What to do
Reproduce the rows below between the line holding "instance: [(126, 53)]" and the line holding "Target: hand holding flowers", inclusive, with their requests, and raise every coordinate in the answers by 94.

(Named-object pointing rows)

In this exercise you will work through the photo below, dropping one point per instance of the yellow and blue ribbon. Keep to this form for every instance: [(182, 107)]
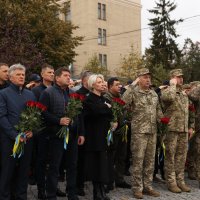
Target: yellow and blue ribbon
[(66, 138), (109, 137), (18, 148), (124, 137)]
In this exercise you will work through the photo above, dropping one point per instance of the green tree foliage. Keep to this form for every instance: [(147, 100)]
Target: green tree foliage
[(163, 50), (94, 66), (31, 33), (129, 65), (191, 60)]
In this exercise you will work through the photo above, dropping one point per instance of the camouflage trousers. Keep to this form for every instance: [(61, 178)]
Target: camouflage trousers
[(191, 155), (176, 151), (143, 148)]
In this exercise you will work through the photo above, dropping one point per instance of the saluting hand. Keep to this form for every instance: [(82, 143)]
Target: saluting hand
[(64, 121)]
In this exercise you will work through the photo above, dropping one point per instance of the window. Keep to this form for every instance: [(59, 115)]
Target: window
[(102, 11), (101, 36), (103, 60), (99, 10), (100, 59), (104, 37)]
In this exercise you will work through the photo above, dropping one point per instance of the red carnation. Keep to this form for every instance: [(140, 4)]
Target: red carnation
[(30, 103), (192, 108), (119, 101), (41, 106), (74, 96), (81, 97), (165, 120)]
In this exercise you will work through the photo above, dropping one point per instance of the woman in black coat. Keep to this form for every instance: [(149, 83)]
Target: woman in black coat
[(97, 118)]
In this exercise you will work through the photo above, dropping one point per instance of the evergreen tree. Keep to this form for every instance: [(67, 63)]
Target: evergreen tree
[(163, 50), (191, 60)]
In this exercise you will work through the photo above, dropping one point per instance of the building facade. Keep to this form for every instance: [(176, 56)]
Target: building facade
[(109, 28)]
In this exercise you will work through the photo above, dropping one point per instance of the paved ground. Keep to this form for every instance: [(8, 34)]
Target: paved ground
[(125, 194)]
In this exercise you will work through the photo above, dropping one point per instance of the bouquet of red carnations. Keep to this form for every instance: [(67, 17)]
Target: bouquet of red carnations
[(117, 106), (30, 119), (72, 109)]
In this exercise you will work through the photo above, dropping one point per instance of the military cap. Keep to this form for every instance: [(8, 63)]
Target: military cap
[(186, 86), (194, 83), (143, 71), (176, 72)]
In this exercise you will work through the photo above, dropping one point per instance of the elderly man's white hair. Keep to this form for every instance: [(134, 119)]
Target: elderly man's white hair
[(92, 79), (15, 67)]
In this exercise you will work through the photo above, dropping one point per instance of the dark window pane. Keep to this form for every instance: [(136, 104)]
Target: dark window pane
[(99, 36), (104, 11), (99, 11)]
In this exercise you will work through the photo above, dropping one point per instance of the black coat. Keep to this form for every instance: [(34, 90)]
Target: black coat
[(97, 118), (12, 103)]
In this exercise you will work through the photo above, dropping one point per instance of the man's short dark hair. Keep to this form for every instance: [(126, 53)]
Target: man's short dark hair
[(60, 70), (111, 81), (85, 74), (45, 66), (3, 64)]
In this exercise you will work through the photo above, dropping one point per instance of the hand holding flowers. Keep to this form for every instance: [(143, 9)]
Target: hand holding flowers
---
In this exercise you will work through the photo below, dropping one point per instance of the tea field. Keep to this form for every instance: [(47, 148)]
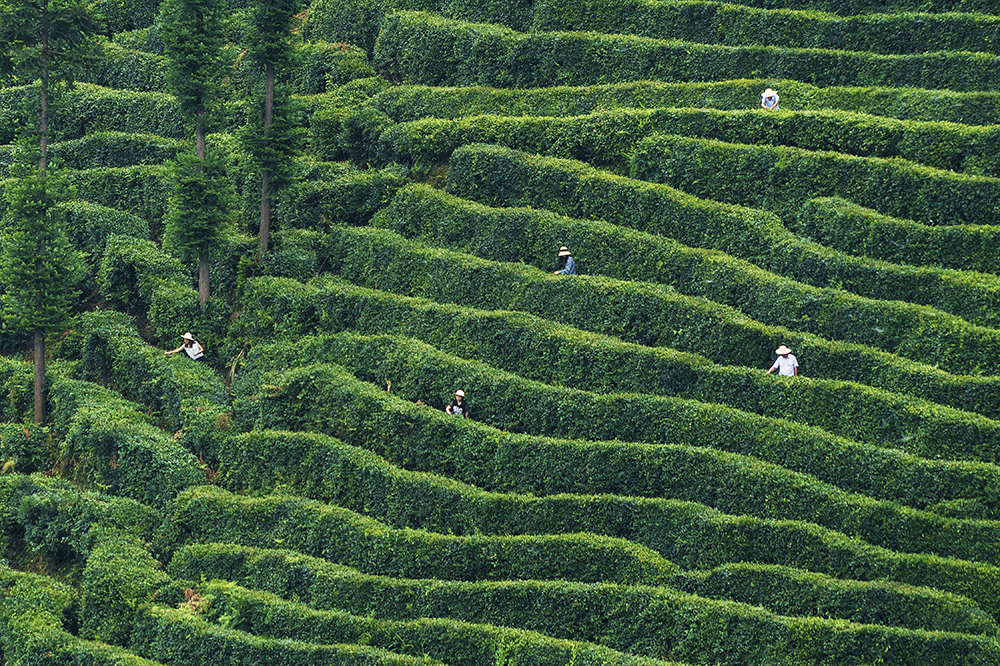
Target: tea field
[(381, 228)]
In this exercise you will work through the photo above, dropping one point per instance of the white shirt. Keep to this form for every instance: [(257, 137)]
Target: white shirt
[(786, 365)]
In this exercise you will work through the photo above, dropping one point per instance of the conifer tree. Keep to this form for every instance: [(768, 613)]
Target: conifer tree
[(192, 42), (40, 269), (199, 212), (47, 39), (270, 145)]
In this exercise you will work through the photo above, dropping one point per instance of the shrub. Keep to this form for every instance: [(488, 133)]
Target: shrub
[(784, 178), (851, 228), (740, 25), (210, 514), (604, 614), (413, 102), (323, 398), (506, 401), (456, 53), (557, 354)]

Exercise answer
In this exercise you will work through the photo above, dropping one point per instance of the man's short dark hair. Keep to this form for every instance: [(126, 53)]
Target: man's short dark hair
[(154, 164), (205, 175), (179, 168), (139, 160), (97, 158)]
In this exercise you will work through the photo above, dropping one point per instance of the hand holding flowers. Keep to this form for every instance: [(143, 9)]
Target: hand holding flowers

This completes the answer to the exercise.